___ TESTO DEL DOCUMENTO ___
Giornata internazionale contro le mutilazioni genitali femminili

Dei 31 paesi in cui si applica la mutilazione genitale femminile, 27 si trovano nel continente africano, anche se la geografia del fenomeno è variegata. In questi, oltre un milione di donne sono state vittime della pratica che si radica in una profonda disuguaglianza di genere e l’ossessione per il controllo della sessualità.

In Somalia, la quasi totalità della popolazione femminile, 98 per cento, ha sofferto la mutilazione e la forma più violenta di infibulazione. Si registrano percentuali alte anche in Guinea, 95 per cento; Gibuti, 94 per cento; Mali, 89 per cento; Egitto 87, per cento; e Sierra Leone, 86 per cento. Niger, Camerun e Uganda registrano i tassi minori, 5 per cento. In ogni stato, però, esistono differenze tra regioni, comunità rurali, minoranze, e gruppi etnici che in Africa sono circa 30 mila.
___
§ **COMPITO DA SVOLGERE**
Stabilisci se ciascuna delle affermazioni seguenti concorda con il testo sulle mutilazioni genitali femminili, rispondendo sì o no e riportando tra virgolette le parole del testo che lo decidono.
(a) Ventisette dei 31 paesi in cui si applica la pratica si trovano in Africa.
(b) In Guinea la percentuale di donne che hanno subito la mutilazione è più alta che in Somalia.
(c) Niger, Camerun e Uganda sono i paesi con i tassi minori.
___ DATI DA ESAMINARE ___
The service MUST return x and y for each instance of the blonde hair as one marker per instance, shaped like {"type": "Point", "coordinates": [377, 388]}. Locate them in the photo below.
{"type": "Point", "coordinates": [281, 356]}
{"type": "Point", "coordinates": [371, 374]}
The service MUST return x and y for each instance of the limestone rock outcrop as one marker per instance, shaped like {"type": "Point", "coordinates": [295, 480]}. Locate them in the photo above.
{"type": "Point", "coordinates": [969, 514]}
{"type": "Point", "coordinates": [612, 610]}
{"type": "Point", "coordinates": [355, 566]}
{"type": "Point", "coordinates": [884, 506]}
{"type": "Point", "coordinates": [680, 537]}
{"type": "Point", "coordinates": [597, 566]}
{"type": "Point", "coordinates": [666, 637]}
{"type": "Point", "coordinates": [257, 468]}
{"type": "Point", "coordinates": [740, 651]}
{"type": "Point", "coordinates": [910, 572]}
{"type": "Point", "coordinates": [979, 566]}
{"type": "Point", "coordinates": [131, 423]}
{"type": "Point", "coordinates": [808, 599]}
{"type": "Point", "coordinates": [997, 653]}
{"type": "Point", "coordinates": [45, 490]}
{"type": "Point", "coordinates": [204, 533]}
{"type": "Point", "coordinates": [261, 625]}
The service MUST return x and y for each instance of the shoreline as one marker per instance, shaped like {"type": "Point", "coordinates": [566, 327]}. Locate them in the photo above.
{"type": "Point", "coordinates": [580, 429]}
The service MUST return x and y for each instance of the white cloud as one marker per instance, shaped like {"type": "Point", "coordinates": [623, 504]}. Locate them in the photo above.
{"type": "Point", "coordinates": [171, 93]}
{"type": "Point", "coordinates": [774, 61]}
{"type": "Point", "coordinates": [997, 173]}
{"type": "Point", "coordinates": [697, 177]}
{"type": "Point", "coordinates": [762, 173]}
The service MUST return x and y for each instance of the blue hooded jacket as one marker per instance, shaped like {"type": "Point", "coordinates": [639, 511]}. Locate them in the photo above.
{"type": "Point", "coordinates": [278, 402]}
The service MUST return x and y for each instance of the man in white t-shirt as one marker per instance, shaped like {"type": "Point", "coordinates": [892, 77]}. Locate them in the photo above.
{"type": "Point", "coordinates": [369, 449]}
___
§ **ESITO DEL COMPITO**
(a) Sì: "Dei 31 paesi in cui si applica la mutilazione genitale femminile, 27 si trovano nel continente africano"
(b) No: "In Somalia, la quasi totalità della popolazione femminile, 98 per cento, ha sofferto la mutilazione"; "Guinea, 95 per cento"
(c) Sì: "Niger, Camerun e Uganda registrano i tassi minori, 5 per cento."